[Begin ARTICLE]

There is no ‘bucket list’ - Lynne and I are both well, thank you – but we have arrived at a point in our lives where we have the time, the money and the good health to indulge in a passion for travel. We know how lucky and privileged we are to be able to do this, and we know it won’t last for ever, but while it does…..

Friday, 15 July 2011

The Baltic Capitals: Part 3 Tallinn, Estonia

Preceding Post in this strand: Riga

We stopped at Parnu on our way to Tallinn. Parnu is Estonia’s most popular seaside resort – so popular that a quarter of the population visit it at least once each year. Parnu has a set of traffic lights, some wooden buildings, some stone buildings, some old people sitting on benches and a flashing sign pointing the way to a sex shop. The reasons for its many thousands of visitors are not vouchsafed to those who drop into and then out of the bus station.
Parnu - the view from the bus station
Tallinn bus station is less conveniently sited than those in Vilnius and Riga, but catching a tram to the centre allowed us to see parts of the city that we would not otherwise have bothered with. Estonia was always the richest of the Soviet Republics and our first impression is that nothing has changed. Tallinn, away from the tourist areas, is smarter and more kempt than the other two capitals, the people look wealthier and the buildings more cared for. The Estonian economy was considered sound enough for them to adopt the Euro in January this year, a fact so far unnoticed by the Independent whose international edition told us exactly how many obsolete Kroons we would need to buy a copy in Tallinn. Our only experience of Finland is the inside of Helsinki airport, but Tallinn looks as I would expect Finland to look, and Estonians are the Finns closest relations both ethnically and linguistically.

[End ARTICLE]
[Begin PROVIDED INFORMATION]

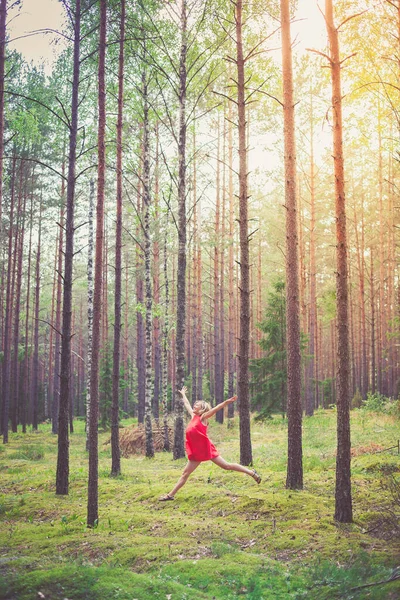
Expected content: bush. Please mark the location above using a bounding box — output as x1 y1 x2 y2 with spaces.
351 388 363 408
361 392 389 412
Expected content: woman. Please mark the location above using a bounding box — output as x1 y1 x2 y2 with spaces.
160 386 261 502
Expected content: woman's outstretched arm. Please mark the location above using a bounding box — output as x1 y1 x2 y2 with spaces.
201 396 237 420
179 385 193 417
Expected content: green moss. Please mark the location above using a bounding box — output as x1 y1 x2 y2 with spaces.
0 411 400 600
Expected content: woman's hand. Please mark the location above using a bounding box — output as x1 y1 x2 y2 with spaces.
225 396 237 404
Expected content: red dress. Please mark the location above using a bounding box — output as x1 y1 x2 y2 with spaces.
186 415 219 462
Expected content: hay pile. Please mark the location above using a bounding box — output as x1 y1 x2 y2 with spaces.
106 423 174 458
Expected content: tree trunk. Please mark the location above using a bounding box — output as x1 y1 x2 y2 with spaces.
281 0 303 489
152 123 161 422
87 0 107 527
11 164 26 433
111 0 125 476
173 0 187 459
32 201 42 431
0 0 7 228
142 71 154 458
56 0 81 495
86 179 94 451
228 103 235 419
325 0 353 523
235 0 253 465
2 157 16 444
162 227 170 452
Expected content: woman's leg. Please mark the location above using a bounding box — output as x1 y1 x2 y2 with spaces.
164 460 200 498
211 456 257 481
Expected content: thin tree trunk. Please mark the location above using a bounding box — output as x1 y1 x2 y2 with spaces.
56 0 81 495
281 0 303 489
2 157 16 444
32 201 42 431
213 119 224 423
325 0 353 523
162 227 170 452
370 247 376 394
228 103 235 419
0 0 7 228
173 0 187 459
87 0 107 527
11 165 26 433
142 65 154 458
111 0 125 476
152 123 161 422
235 0 253 465
21 182 33 433
51 190 64 434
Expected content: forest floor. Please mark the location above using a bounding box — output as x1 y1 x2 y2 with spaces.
0 410 400 600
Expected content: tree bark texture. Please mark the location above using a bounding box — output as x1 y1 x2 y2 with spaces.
281 0 303 489
56 0 81 495
111 0 125 475
173 0 187 459
87 0 107 527
235 0 253 465
325 0 353 523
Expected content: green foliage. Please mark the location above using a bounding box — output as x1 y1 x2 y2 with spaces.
250 279 306 421
351 388 363 408
99 344 113 430
10 445 44 461
361 392 400 417
0 410 400 600
250 280 287 420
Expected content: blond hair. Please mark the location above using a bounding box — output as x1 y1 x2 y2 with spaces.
197 400 211 415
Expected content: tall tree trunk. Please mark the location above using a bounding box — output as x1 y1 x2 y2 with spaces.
21 181 33 433
2 156 16 444
228 103 235 419
87 0 107 527
56 0 81 495
281 0 303 489
32 200 42 431
370 247 376 394
162 227 170 452
51 191 64 434
213 119 224 423
173 0 187 459
86 179 94 451
152 122 161 422
111 0 125 475
11 165 26 433
0 0 7 229
325 0 353 523
142 65 154 458
306 90 318 415
235 0 253 465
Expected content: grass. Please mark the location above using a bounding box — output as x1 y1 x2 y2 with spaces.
0 411 400 600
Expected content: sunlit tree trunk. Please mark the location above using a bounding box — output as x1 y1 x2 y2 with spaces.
2 157 16 444
162 227 170 452
86 179 94 451
32 202 42 431
142 71 154 458
87 0 107 527
281 0 303 489
21 188 33 433
325 0 353 523
235 0 253 465
56 0 81 495
228 103 235 419
111 0 125 475
173 0 187 459
0 0 7 228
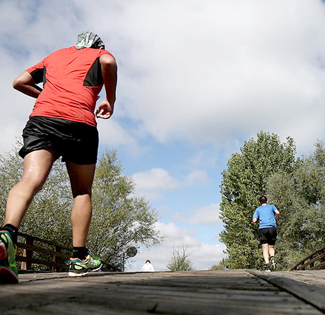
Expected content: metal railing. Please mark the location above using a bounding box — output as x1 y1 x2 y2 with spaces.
16 233 120 272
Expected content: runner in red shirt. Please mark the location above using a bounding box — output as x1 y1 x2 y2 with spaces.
0 32 117 283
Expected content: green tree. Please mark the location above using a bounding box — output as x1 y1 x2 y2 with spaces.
267 142 325 269
88 151 162 266
0 141 162 267
220 132 296 268
209 258 231 270
166 247 193 271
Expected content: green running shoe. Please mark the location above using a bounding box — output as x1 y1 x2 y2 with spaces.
270 256 276 270
0 231 18 284
69 255 102 277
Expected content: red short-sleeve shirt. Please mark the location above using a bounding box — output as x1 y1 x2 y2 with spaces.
26 46 112 126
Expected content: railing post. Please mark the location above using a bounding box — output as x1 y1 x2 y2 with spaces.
51 246 61 272
21 235 33 270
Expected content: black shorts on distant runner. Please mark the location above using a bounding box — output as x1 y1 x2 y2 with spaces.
19 116 98 164
258 226 277 245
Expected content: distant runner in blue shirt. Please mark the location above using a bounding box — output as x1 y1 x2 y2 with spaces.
253 196 280 272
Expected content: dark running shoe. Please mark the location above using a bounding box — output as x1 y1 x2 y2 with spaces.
270 256 276 270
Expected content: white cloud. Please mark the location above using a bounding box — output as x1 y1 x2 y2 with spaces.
132 168 208 200
183 203 222 225
0 0 325 156
127 222 225 271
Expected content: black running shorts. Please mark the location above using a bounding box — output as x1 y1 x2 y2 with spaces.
19 116 98 164
258 226 277 245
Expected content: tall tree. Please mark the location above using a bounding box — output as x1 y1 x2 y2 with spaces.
267 142 325 269
89 151 162 267
220 132 296 268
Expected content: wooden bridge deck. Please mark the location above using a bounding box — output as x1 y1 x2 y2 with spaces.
0 270 325 315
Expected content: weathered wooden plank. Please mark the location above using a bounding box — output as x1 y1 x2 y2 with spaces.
251 271 325 313
0 270 322 315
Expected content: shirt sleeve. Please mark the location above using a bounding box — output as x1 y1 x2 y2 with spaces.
26 59 46 84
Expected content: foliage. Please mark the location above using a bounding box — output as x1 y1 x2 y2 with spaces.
88 151 162 266
0 142 162 267
220 132 296 268
209 258 231 270
166 247 193 271
267 142 325 269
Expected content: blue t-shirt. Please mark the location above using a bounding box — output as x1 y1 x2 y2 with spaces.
253 205 276 229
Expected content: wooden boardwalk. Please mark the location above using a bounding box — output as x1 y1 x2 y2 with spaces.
0 270 325 315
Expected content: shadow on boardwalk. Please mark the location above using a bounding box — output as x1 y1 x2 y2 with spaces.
0 270 325 315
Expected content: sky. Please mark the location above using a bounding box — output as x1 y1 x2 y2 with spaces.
0 0 325 271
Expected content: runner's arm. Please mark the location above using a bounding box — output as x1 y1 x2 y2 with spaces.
274 209 280 225
12 71 42 98
96 54 117 119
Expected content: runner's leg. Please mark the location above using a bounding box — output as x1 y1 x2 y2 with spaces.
66 162 96 247
5 149 55 228
262 244 270 264
269 245 275 257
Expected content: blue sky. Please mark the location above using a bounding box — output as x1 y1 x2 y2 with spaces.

[End PROVIDED INFORMATION]

*WORK INSTRUCTIONS*: Swap "bus station" for "coach station" as you reproduce the passage of the Tallinn travel post that begins at the words "There is no" and stops after "the bus station.".

*PROBLEM SOLUTION*:
There is no ‘bucket list’ - Lynne and I are both well, thank you – but we have arrived at a point in our lives where we have the time, the money and the good health to indulge in a passion for travel. We know how lucky and privileged we are to be able to do this, and we know it won’t last for ever, but while it does…..

Friday, 15 July 2011

The Baltic Capitals: Part 3 Tallinn, Estonia

Preceding Post in this strand: Riga

We stopped at Parnu on our way to Tallinn. Parnu is Estonia’s most popular seaside resort – so popular that a quarter of the population visit it at least once each year. Parnu has a set of traffic lights, some wooden buildings, some stone buildings, some old people sitting on benches and a flashing sign pointing the way to a sex shop. The reasons for its many thousands of visitors are not vouchsafed to those who drop into and then out of the coach station.